- Задание
Выберите из списка ниже все строки, где есть слово «house», и перепишите их. Регистр букв учитывается.
== Исходные данные ==
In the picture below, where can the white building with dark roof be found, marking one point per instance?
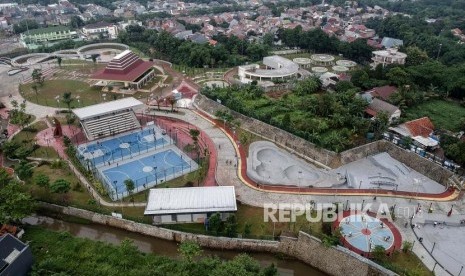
(388, 56)
(100, 30)
(190, 205)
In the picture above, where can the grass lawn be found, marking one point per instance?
(27, 137)
(77, 193)
(446, 114)
(52, 88)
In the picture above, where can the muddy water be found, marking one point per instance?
(162, 247)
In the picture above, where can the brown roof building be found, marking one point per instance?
(126, 68)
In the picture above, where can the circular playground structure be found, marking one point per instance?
(339, 69)
(319, 70)
(303, 62)
(102, 49)
(215, 83)
(322, 59)
(362, 232)
(346, 63)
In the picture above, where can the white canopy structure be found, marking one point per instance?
(193, 200)
(107, 107)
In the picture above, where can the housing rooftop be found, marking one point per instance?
(126, 67)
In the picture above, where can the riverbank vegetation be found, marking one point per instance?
(62, 254)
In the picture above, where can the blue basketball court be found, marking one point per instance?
(148, 170)
(109, 150)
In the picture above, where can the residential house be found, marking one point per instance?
(377, 106)
(100, 30)
(387, 57)
(389, 42)
(49, 35)
(420, 130)
(382, 92)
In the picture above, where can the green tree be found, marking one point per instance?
(24, 170)
(379, 253)
(67, 98)
(35, 88)
(94, 58)
(189, 250)
(42, 180)
(230, 226)
(415, 56)
(407, 246)
(14, 203)
(172, 100)
(60, 186)
(247, 229)
(37, 76)
(308, 86)
(398, 77)
(130, 186)
(5, 177)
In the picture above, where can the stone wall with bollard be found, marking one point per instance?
(306, 248)
(295, 144)
(420, 164)
(325, 158)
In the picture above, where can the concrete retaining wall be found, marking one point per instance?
(331, 260)
(325, 158)
(295, 144)
(420, 164)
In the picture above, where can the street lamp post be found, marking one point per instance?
(57, 98)
(439, 50)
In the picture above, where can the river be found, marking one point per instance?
(157, 246)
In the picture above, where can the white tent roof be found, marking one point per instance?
(191, 200)
(427, 142)
(107, 107)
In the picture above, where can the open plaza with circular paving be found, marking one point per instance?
(362, 232)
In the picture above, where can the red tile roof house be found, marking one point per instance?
(420, 130)
(126, 68)
(383, 92)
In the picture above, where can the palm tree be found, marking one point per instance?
(67, 99)
(35, 88)
(130, 186)
(172, 100)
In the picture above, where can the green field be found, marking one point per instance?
(445, 114)
(51, 88)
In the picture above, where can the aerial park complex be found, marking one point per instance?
(127, 139)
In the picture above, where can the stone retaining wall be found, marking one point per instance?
(323, 157)
(420, 164)
(295, 144)
(331, 260)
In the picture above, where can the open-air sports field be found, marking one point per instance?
(147, 156)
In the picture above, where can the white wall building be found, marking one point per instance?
(388, 56)
(275, 67)
(100, 30)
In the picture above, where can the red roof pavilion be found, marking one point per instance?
(125, 67)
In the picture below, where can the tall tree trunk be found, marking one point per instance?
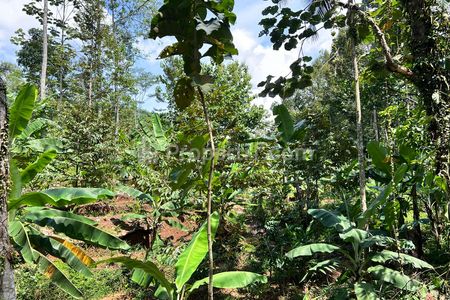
(44, 50)
(209, 196)
(7, 288)
(433, 84)
(375, 125)
(62, 43)
(359, 129)
(116, 70)
(416, 232)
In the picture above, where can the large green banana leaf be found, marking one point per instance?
(38, 166)
(21, 110)
(36, 213)
(76, 229)
(57, 249)
(193, 255)
(61, 197)
(396, 278)
(20, 236)
(386, 255)
(308, 250)
(231, 280)
(329, 219)
(47, 268)
(365, 291)
(148, 267)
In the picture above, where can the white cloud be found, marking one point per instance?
(12, 17)
(263, 60)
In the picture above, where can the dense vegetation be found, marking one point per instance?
(341, 191)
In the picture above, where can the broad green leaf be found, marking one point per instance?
(379, 201)
(408, 153)
(284, 122)
(133, 193)
(354, 236)
(328, 265)
(31, 199)
(231, 280)
(402, 258)
(33, 127)
(365, 291)
(77, 251)
(47, 268)
(78, 230)
(308, 250)
(16, 182)
(131, 216)
(44, 144)
(142, 278)
(20, 237)
(36, 213)
(38, 166)
(148, 267)
(184, 93)
(380, 156)
(378, 240)
(193, 255)
(400, 173)
(21, 110)
(57, 249)
(329, 219)
(158, 131)
(396, 278)
(67, 196)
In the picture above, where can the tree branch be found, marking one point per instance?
(391, 64)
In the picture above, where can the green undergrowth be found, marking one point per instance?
(32, 285)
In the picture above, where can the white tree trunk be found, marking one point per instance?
(44, 50)
(7, 288)
(359, 129)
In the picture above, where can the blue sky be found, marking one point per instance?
(255, 52)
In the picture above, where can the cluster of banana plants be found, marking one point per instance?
(40, 224)
(186, 266)
(364, 261)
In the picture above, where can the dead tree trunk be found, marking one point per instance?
(44, 51)
(7, 289)
(359, 128)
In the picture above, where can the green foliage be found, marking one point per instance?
(188, 263)
(193, 255)
(32, 285)
(22, 109)
(357, 261)
(34, 244)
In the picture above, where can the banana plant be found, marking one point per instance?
(186, 265)
(31, 213)
(362, 264)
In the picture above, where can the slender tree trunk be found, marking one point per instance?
(61, 68)
(375, 125)
(7, 288)
(44, 51)
(432, 81)
(417, 233)
(209, 196)
(359, 129)
(116, 70)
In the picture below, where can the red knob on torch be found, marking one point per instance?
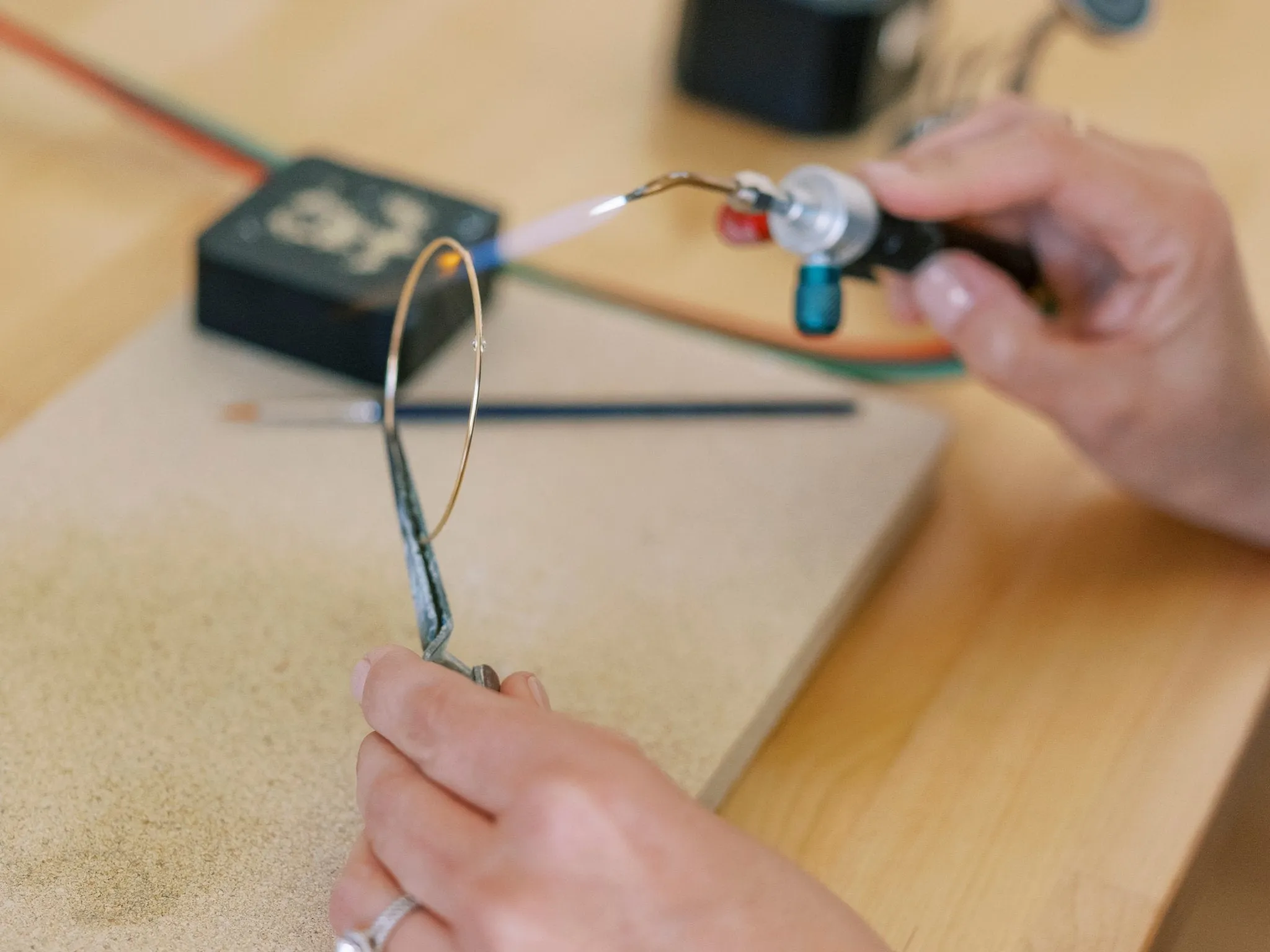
===
- Решение
In the picture above, where can the residential house be found, marking one point per instance?
In the picture above, where can the red tile roof house be found, marking one point per instance?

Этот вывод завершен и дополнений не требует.